* Instruction *
From the data below, copy the part that opens with the line containing "of the dense" and closes with the line containing "[1123, 352]", swapping "dense foliage" for "thick foliage" and leaving everything else unchanged.

-- Start Input data --

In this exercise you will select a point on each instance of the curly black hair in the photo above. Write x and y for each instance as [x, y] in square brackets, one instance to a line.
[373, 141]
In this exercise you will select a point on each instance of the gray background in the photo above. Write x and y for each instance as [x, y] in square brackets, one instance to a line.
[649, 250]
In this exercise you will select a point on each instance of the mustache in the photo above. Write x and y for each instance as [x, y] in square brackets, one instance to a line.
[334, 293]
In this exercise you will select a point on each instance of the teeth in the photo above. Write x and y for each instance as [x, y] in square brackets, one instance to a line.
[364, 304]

-- End Input data --
-- Start Input data --

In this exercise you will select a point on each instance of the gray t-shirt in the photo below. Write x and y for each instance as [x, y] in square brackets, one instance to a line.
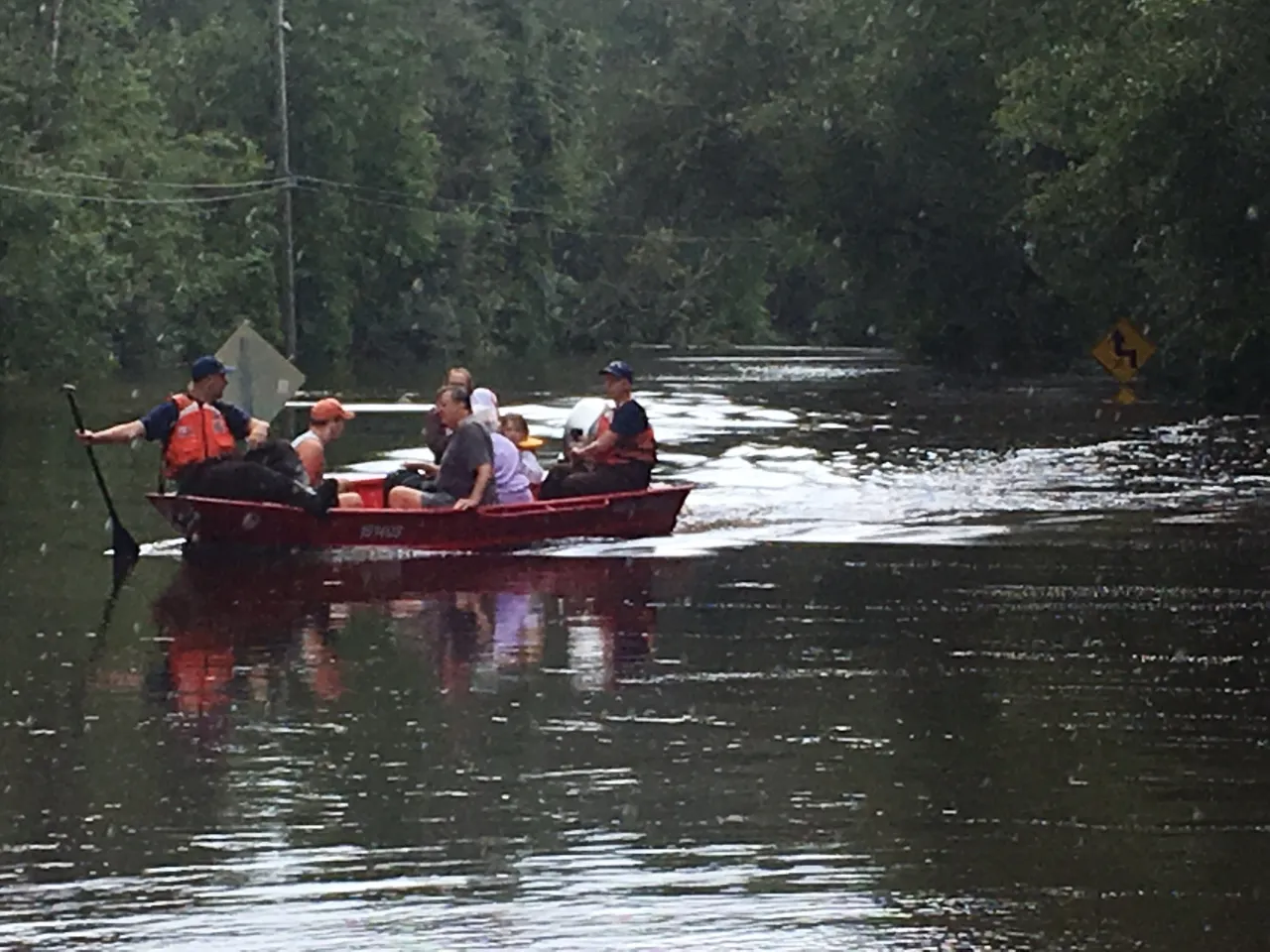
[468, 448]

-- End Input data --
-- Start Input data --

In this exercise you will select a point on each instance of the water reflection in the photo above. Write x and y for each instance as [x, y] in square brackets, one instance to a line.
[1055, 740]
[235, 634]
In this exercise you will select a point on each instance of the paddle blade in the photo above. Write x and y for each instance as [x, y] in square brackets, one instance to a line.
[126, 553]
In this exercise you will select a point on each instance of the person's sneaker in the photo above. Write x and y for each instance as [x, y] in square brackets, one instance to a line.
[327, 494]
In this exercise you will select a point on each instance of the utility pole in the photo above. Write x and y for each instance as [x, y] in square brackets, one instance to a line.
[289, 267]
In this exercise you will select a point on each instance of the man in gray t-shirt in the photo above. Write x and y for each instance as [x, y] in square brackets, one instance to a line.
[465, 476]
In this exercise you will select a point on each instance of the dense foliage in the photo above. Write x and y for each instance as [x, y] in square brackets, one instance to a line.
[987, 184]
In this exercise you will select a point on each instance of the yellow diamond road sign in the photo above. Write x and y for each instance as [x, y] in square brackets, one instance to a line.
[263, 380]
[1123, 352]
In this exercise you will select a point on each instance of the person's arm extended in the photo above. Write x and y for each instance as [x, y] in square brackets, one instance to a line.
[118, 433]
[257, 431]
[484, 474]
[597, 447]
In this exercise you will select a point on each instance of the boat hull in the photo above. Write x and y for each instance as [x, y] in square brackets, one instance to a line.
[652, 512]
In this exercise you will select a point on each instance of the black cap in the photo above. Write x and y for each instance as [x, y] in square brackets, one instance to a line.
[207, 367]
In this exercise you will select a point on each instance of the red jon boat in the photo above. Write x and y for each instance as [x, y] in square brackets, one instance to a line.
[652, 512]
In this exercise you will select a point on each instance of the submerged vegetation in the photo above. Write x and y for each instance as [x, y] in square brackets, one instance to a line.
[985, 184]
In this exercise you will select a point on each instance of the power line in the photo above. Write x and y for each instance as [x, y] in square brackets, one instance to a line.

-- End Input data --

* The response *
In this exercise you will select a point on each instance of the thick foliage in the photo above. Write x and y for each instance as [x, y] in square brackets, one instance to a line.
[987, 184]
In this exercise you will select a point on each instance of the yellow diamond road sign in the photo above. Write x and y for each instance as [x, y] in square brackets, one instance to a line.
[263, 380]
[1123, 352]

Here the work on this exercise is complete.